* Challenge *
Can you rewrite the listing below, replacing every "Place a marker on" with "Put a point on" and changing nothing else?
----
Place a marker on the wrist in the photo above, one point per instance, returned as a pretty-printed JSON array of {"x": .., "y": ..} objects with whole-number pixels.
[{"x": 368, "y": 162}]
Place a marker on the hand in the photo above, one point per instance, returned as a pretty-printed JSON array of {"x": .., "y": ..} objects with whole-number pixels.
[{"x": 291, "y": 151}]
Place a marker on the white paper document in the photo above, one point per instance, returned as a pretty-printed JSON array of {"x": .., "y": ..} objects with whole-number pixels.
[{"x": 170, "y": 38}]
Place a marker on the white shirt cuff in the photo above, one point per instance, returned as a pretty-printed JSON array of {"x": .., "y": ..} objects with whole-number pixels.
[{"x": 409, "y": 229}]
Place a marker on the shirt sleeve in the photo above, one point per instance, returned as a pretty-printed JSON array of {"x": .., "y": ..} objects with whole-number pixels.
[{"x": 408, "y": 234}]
----
* Exercise output *
Put a point on the wrist in the photo above, one point per instance, returned as a pretty-printed JSON array of {"x": .., "y": ..} objects with whole-number pixels.
[{"x": 368, "y": 162}]
Put a point on the hand in the photo above, one point per instance, returned as a pretty-printed JSON array of {"x": .., "y": ..} objects with whole-number pixels.
[{"x": 291, "y": 151}]
Put a point on the white paper document in the photo above, one point per instance, returned as a pretty-printed JSON array of {"x": .., "y": ..} objects with whole-number pixels.
[{"x": 170, "y": 38}]
Put a point on the white shirt cuff in the photo above, one point per instance, returned as a pretty-printed JSON array of {"x": .., "y": ..} objects with whole-number pixels.
[{"x": 409, "y": 229}]
Put a point on the shirt sleeve in the photo above, one point per instance, returned as a pretty-printed JSON array of {"x": .., "y": ..} objects with whole-number pixels.
[{"x": 408, "y": 234}]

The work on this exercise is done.